# Task to carry out:
Copy the lines exactly, starting at the line that contains "For every instance of the curb, set" and ending after the line that contains "[[10, 110], [147, 77]]".

# Data provided:
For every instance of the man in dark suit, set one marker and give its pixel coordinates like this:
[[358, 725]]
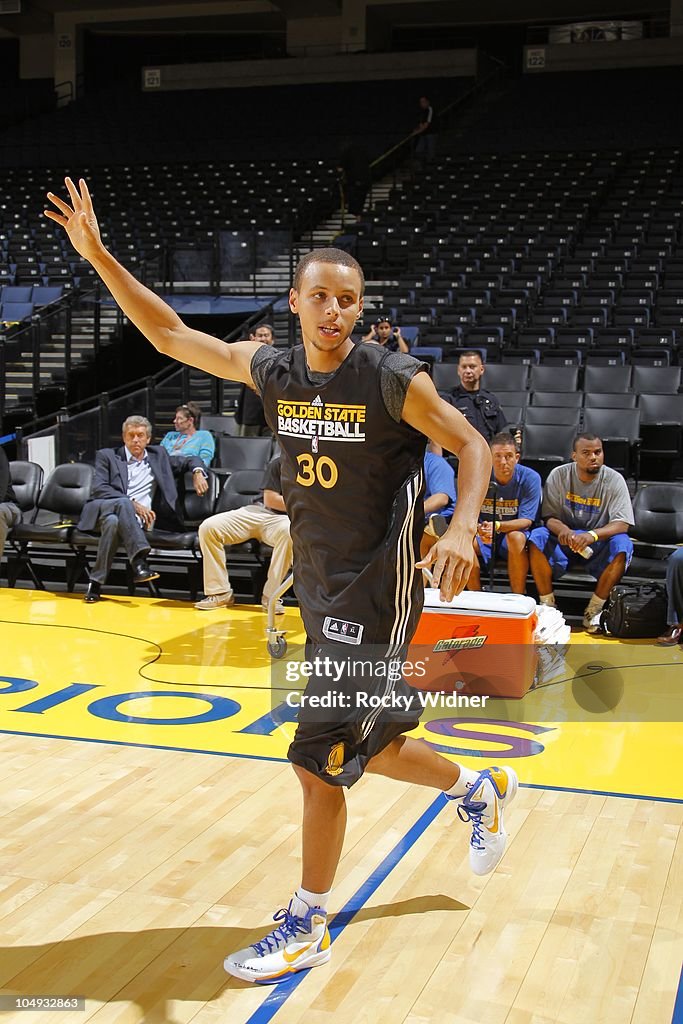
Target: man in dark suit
[[132, 483]]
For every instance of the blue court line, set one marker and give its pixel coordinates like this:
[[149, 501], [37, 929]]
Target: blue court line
[[261, 757], [678, 1006], [601, 793], [282, 991]]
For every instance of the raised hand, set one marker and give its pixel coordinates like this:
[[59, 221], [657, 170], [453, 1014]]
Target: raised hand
[[78, 219]]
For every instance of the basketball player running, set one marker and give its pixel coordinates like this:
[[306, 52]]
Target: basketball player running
[[355, 509]]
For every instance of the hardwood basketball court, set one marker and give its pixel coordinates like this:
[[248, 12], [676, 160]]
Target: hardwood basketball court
[[151, 825]]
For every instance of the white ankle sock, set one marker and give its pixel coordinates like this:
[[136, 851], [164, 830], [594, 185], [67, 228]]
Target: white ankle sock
[[303, 900], [595, 604], [466, 780]]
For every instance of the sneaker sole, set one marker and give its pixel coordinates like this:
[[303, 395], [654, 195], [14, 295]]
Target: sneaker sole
[[513, 785], [317, 960]]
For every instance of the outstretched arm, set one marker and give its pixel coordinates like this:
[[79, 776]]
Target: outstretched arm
[[453, 556], [152, 315]]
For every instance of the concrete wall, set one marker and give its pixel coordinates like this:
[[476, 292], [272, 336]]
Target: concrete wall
[[37, 56], [354, 68], [603, 56]]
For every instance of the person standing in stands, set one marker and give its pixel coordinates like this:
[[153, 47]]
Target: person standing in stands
[[10, 514], [265, 521], [249, 416], [385, 334], [351, 421], [674, 632], [425, 145], [355, 178], [186, 439], [480, 408]]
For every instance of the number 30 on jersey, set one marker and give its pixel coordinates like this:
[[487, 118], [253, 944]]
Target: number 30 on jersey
[[311, 470]]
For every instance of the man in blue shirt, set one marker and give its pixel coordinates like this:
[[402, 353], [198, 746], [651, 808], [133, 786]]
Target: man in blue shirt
[[517, 503]]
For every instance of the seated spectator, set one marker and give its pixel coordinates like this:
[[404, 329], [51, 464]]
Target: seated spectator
[[9, 510], [384, 333], [249, 415], [585, 505], [674, 633], [129, 481], [439, 498], [517, 506], [480, 408], [264, 521], [186, 439]]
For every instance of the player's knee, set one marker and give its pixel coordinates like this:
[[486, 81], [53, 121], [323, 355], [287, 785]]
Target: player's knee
[[314, 787], [516, 541]]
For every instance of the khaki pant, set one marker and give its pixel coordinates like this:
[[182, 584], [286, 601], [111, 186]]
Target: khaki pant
[[250, 522]]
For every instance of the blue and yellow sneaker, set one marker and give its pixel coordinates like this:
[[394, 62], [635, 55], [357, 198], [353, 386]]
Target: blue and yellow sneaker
[[297, 943], [482, 807]]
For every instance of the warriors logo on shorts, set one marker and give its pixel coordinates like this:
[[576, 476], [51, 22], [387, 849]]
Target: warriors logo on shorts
[[335, 765]]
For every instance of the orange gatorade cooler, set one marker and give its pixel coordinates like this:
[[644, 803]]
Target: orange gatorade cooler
[[476, 644]]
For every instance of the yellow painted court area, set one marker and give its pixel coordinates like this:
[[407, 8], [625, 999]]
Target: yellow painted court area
[[150, 825], [161, 674]]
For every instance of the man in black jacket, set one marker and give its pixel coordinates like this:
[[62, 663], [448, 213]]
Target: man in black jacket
[[480, 408], [129, 482], [9, 512]]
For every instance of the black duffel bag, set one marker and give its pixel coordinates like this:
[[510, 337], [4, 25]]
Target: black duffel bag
[[635, 612]]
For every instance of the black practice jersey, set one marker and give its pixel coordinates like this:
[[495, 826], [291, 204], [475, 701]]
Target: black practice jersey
[[352, 482]]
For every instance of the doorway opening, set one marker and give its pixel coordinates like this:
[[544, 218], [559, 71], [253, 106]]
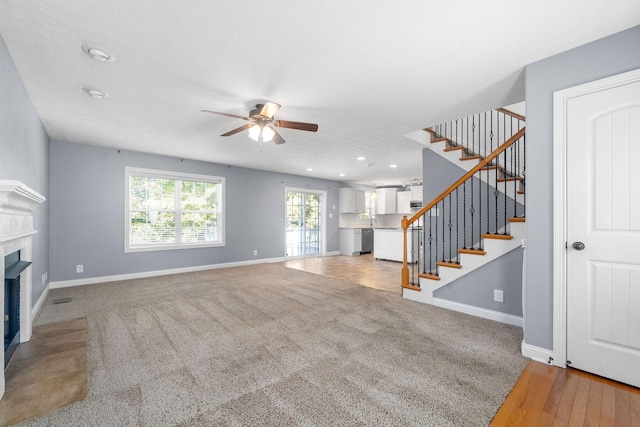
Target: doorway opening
[[305, 221]]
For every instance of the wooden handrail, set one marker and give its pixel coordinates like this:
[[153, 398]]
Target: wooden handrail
[[406, 222], [511, 113]]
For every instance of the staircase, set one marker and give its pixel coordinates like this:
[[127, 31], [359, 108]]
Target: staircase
[[478, 218]]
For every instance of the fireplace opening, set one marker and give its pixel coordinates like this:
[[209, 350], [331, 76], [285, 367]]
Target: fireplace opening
[[13, 267]]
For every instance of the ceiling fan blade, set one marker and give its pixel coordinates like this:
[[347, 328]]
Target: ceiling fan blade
[[269, 109], [226, 114], [311, 127], [277, 138], [240, 129]]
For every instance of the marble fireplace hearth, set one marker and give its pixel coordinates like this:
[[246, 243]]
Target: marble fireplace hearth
[[17, 203]]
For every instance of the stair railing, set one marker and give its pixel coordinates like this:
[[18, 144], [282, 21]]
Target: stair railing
[[463, 215]]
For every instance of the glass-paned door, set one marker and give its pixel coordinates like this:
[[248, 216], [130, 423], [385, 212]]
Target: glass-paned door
[[304, 224]]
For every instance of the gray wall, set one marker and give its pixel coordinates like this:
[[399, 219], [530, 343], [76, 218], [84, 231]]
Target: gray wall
[[476, 289], [503, 273], [605, 57], [24, 156], [87, 213]]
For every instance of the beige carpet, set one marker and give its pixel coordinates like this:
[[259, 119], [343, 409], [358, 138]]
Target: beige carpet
[[268, 345]]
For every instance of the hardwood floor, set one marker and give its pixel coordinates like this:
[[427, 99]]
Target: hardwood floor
[[46, 373], [551, 396], [543, 396], [363, 270]]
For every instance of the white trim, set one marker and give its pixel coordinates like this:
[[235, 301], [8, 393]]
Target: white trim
[[560, 101], [156, 173], [509, 319], [38, 305], [538, 354], [144, 274], [323, 206]]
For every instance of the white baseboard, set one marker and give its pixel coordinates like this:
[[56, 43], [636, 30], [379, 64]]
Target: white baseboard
[[38, 305], [144, 274], [538, 354], [480, 312]]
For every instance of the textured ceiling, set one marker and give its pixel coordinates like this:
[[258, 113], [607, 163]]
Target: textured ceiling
[[368, 72]]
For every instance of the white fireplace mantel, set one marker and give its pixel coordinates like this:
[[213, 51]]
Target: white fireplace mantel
[[17, 203]]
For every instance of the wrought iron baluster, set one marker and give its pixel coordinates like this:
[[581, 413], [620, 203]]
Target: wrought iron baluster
[[524, 174], [430, 242], [464, 215], [443, 228], [457, 224], [450, 228], [472, 211], [496, 176], [505, 192]]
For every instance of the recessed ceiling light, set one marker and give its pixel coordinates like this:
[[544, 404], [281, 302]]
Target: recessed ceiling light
[[98, 53], [94, 93]]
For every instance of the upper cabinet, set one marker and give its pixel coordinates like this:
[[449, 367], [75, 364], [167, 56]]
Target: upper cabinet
[[404, 199], [351, 200], [385, 201]]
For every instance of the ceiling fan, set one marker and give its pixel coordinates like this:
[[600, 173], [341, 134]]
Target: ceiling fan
[[261, 122]]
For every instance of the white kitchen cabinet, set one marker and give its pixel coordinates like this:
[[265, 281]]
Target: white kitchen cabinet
[[350, 241], [351, 200], [416, 192], [404, 199], [385, 201], [388, 244]]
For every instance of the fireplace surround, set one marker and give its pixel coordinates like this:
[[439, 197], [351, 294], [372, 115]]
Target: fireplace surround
[[17, 203]]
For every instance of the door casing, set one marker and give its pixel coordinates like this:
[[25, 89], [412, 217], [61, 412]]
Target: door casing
[[560, 113]]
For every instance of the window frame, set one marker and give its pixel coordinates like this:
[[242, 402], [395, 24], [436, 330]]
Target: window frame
[[131, 171]]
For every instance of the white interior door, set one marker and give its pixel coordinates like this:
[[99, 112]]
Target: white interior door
[[603, 213]]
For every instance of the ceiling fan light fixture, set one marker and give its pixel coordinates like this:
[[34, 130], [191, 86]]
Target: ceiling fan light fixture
[[98, 53], [267, 134], [254, 133], [94, 93]]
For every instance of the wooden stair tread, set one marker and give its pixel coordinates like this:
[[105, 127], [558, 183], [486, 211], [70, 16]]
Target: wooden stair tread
[[477, 156], [449, 264], [439, 140], [472, 251], [453, 148], [498, 236], [510, 179]]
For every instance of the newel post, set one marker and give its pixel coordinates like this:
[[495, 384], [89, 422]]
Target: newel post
[[405, 268]]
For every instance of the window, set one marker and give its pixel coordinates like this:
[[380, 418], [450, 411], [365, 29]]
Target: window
[[172, 210]]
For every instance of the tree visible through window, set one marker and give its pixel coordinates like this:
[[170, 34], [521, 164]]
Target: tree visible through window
[[167, 210]]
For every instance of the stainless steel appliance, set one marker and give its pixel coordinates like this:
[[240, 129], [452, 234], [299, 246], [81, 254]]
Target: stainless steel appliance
[[367, 240]]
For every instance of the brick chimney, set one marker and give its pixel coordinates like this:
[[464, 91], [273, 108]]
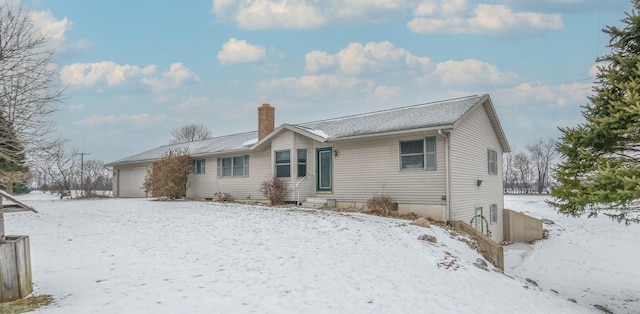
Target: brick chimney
[[266, 122]]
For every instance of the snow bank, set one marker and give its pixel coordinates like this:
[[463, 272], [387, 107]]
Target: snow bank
[[591, 260], [143, 256]]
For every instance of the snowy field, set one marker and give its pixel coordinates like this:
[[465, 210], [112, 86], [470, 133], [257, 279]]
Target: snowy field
[[143, 256], [591, 260]]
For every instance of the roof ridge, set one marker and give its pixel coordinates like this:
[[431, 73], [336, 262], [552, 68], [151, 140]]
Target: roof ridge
[[387, 110], [210, 138]]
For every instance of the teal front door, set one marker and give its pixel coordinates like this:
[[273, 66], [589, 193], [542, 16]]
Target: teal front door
[[324, 169]]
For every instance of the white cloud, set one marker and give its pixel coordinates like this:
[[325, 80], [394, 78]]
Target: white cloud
[[128, 119], [455, 17], [90, 74], [314, 85], [357, 58], [269, 14], [176, 76], [305, 14], [384, 93], [561, 95], [55, 31], [470, 71], [195, 103], [237, 51]]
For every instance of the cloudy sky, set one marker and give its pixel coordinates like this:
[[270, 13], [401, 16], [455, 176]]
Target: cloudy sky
[[135, 70]]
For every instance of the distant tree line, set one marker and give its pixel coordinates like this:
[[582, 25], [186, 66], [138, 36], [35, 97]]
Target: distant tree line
[[528, 171]]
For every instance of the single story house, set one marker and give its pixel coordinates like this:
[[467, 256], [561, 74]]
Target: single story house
[[441, 160]]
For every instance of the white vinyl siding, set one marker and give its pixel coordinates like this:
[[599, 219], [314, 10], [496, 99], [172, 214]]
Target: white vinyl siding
[[493, 208], [469, 143], [205, 186], [283, 164], [302, 163], [430, 153], [368, 166], [492, 161]]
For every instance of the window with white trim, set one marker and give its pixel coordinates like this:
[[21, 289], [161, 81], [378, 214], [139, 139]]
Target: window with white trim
[[419, 154], [492, 158], [302, 163], [283, 163], [237, 166], [493, 210], [198, 166]]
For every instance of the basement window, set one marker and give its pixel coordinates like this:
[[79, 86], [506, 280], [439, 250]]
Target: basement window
[[493, 210], [198, 166]]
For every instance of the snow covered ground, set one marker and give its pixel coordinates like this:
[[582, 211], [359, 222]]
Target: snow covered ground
[[591, 260], [144, 256]]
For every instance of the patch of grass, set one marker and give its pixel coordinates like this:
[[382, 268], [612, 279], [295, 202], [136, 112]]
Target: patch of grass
[[27, 304]]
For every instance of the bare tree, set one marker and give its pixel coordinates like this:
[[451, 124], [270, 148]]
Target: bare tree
[[59, 168], [96, 179], [507, 172], [189, 133], [29, 89], [522, 167], [542, 155]]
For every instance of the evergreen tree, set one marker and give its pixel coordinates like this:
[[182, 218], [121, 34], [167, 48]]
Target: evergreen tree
[[600, 168]]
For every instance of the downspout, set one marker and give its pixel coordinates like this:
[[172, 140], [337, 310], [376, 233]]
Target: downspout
[[447, 176]]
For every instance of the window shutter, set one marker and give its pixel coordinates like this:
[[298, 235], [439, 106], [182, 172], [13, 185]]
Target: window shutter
[[431, 153], [246, 165], [488, 161]]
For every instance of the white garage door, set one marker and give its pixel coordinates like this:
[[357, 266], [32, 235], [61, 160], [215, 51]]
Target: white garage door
[[131, 182]]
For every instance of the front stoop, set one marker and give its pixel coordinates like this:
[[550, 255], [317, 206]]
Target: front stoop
[[317, 202]]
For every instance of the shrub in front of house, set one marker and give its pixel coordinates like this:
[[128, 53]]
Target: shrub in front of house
[[381, 204], [274, 189], [169, 176], [224, 197]]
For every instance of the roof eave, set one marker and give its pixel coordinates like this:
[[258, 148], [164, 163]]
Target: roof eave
[[487, 104], [389, 133], [260, 144]]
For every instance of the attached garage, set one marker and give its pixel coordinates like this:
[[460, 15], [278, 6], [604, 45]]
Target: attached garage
[[130, 182]]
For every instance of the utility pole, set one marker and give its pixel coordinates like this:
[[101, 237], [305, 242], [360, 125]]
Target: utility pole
[[82, 171]]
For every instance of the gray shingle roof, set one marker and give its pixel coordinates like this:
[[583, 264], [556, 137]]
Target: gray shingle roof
[[426, 115], [405, 118], [229, 143]]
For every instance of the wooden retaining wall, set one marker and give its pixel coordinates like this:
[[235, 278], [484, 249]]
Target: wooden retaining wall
[[15, 269]]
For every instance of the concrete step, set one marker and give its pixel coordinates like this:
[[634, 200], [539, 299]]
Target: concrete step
[[316, 200], [313, 205]]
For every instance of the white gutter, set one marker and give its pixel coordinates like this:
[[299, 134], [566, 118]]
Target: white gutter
[[447, 170], [438, 128]]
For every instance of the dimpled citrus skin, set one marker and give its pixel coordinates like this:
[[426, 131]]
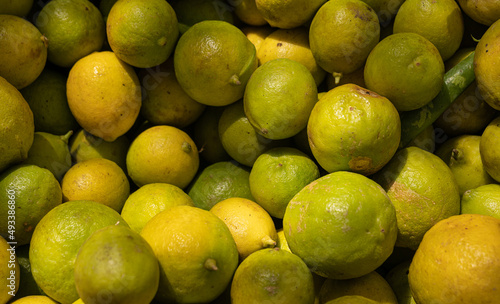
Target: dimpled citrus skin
[[342, 225], [458, 262]]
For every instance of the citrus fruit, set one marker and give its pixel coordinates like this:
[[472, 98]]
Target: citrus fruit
[[9, 271], [342, 34], [354, 129], [457, 261], [345, 233], [51, 152], [462, 155], [196, 252], [19, 8], [74, 29], [53, 250], [423, 190], [246, 11], [47, 99], [142, 33], [164, 101], [441, 22], [288, 14], [16, 126], [482, 11], [106, 267], [413, 67], [239, 138], [206, 136], [485, 58], [84, 146], [213, 61], [190, 12], [272, 275], [279, 97], [163, 154], [35, 299], [99, 180], [484, 200], [277, 175], [397, 277], [24, 51], [219, 181], [149, 200], [28, 192], [292, 44], [489, 149], [104, 95], [251, 226], [372, 286]]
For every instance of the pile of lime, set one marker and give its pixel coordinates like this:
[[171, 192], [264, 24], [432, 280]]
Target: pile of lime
[[250, 151]]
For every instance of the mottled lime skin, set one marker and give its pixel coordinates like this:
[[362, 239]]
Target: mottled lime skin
[[342, 225], [354, 129]]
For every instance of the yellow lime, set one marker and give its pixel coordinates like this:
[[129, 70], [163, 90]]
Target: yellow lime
[[162, 154], [24, 51], [251, 226], [342, 34], [84, 146], [423, 190], [53, 250], [196, 252], [484, 200], [462, 155], [277, 175], [354, 129], [49, 103], [149, 200], [142, 33], [441, 22], [213, 61], [292, 44], [288, 14], [457, 261], [345, 233], [164, 101], [99, 180], [28, 192], [413, 70], [107, 268], [9, 271], [74, 29], [272, 275], [372, 286], [219, 181], [104, 95], [279, 98]]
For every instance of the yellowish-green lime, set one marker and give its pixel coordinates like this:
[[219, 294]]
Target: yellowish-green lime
[[74, 29], [149, 200]]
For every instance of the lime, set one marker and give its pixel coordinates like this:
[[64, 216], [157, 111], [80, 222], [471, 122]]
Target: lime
[[213, 61], [272, 275], [279, 98], [251, 226], [162, 154], [74, 29], [149, 200], [345, 233], [277, 175], [142, 33], [28, 192], [106, 267], [53, 250], [219, 181], [196, 252]]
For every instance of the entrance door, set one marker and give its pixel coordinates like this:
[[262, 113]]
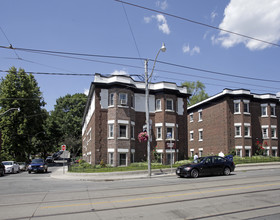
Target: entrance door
[[122, 159]]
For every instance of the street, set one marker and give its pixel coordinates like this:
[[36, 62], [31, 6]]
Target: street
[[242, 195]]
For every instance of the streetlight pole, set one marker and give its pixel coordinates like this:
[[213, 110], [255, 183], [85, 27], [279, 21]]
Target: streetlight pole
[[147, 77]]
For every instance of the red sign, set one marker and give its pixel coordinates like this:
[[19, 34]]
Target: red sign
[[63, 147]]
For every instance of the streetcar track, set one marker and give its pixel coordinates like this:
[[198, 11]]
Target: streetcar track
[[129, 195], [163, 203]]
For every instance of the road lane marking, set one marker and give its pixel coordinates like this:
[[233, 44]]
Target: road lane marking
[[160, 197]]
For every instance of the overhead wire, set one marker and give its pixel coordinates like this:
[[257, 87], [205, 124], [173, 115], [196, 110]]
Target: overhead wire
[[199, 23]]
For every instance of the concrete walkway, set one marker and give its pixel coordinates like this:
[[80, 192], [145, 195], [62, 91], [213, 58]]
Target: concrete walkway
[[62, 173]]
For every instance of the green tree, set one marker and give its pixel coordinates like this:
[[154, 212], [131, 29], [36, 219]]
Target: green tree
[[67, 116], [20, 90], [197, 89]]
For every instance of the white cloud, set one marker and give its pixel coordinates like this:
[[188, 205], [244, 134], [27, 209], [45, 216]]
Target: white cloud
[[193, 51], [161, 22], [255, 18], [147, 19], [163, 5], [120, 72], [213, 15], [86, 91]]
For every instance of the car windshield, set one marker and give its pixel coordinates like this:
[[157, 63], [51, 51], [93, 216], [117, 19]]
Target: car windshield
[[37, 161], [198, 160]]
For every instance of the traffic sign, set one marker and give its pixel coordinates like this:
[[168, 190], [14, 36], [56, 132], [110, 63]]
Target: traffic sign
[[63, 147]]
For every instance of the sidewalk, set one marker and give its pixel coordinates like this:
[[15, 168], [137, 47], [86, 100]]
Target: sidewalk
[[62, 173]]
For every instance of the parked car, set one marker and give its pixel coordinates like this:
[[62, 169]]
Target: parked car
[[203, 166], [11, 167], [49, 159], [2, 169], [22, 166], [37, 165]]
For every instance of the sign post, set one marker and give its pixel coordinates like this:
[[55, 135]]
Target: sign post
[[63, 148], [170, 145]]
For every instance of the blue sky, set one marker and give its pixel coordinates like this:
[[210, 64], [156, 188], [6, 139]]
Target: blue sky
[[111, 28]]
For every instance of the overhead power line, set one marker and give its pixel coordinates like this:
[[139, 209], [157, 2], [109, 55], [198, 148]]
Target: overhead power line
[[199, 23], [72, 55]]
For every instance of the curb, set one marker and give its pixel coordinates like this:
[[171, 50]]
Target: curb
[[113, 176]]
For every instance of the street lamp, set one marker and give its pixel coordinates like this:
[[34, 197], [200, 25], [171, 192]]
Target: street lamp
[[10, 110], [147, 77]]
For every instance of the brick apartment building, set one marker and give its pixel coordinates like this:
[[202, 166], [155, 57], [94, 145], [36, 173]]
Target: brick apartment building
[[234, 120], [115, 115]]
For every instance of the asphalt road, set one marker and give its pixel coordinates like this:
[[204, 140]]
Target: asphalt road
[[243, 195]]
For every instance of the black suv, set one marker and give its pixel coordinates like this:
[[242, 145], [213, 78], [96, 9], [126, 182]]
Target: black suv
[[38, 165]]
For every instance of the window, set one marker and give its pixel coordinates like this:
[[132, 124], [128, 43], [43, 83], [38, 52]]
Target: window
[[111, 99], [246, 130], [237, 130], [132, 131], [122, 160], [123, 131], [132, 101], [247, 153], [200, 115], [274, 151], [200, 152], [191, 117], [264, 109], [169, 133], [272, 110], [236, 106], [191, 135], [246, 106], [111, 130], [200, 134], [111, 158], [238, 151], [265, 132], [169, 104], [158, 105], [273, 132], [89, 136], [159, 132], [123, 98]]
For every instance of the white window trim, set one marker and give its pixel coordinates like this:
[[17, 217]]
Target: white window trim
[[172, 135], [199, 138], [264, 105], [110, 98], [157, 127], [191, 117], [235, 102], [126, 137], [120, 100], [235, 126], [191, 139], [109, 136], [200, 117], [169, 110], [160, 108]]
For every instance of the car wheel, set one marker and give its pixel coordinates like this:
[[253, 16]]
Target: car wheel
[[194, 173], [226, 171]]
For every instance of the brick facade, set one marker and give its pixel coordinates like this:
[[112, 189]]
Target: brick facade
[[111, 126], [233, 121]]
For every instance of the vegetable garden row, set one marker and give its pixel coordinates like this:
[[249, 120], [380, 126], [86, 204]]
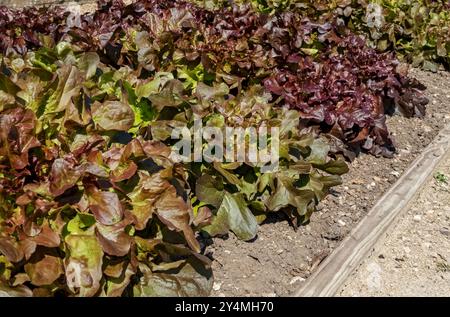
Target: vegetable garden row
[[92, 202]]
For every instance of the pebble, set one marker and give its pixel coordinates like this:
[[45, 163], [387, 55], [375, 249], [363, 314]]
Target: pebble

# Exercise answer:
For every instance of the curb, set one marker and give its pixel coordinates like this:
[[171, 50]]
Target: curb
[[113, 176]]
For every instance of the street lamp, set one marker and give its pixel coordinates like this:
[[34, 197], [200, 25], [171, 192]]
Target: street lamp
[[10, 110], [147, 77]]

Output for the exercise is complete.